TO DO :: Copy the data below with every "Locate" changed to "Mark" and nothing else altered. Leave the pictures out of your copy.

Records in a dataset ::

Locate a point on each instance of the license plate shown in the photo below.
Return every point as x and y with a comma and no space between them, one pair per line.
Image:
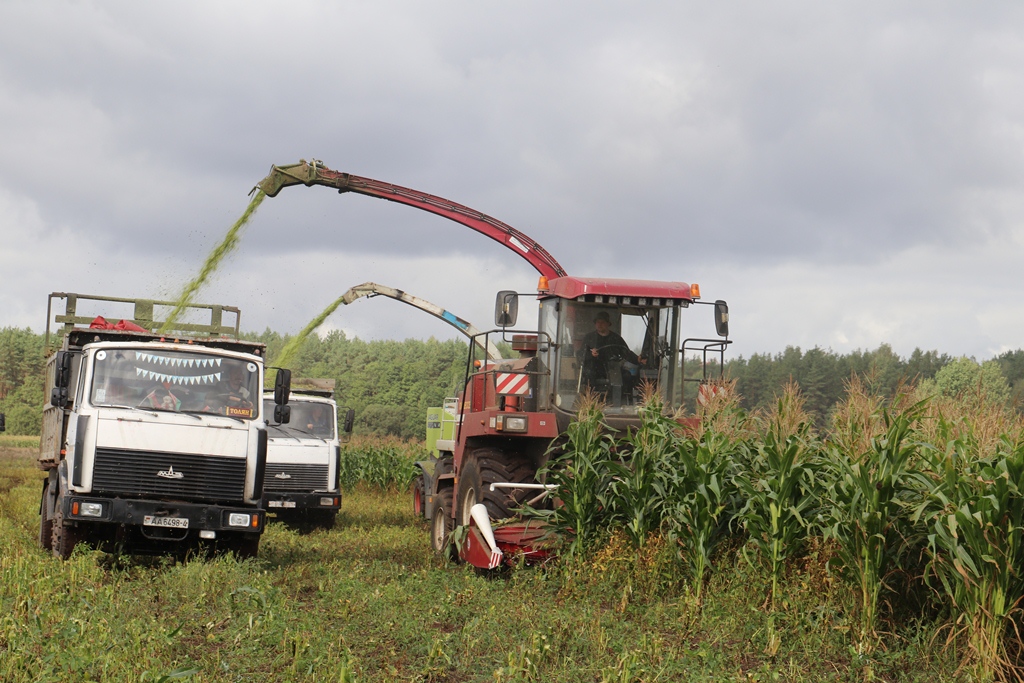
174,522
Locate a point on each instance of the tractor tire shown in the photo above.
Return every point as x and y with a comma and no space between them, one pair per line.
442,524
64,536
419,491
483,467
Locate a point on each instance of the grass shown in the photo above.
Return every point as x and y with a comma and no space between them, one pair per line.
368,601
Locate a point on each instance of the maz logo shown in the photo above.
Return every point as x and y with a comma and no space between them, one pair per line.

TASK OUTPUT ::
Mark a point on each instance of the license plate shown in the photo below.
Return every point as x and y with a comma and no space between them, one pair per line.
Image:
174,522
Mark a point on each instance of the tractor tire shown in the photo above.
Return every point as x and y with a comma and no space between them, one pair per line.
442,524
64,536
419,491
483,467
Mark a point on each instance of the grass shown in the photo above.
Return every point as x and y with a comma and no space between them, one pair per line.
368,601
Mark a point on each instance of the maz logo shown in the photo above.
Return every point as x and y with a comma and no space between them, one pair per line.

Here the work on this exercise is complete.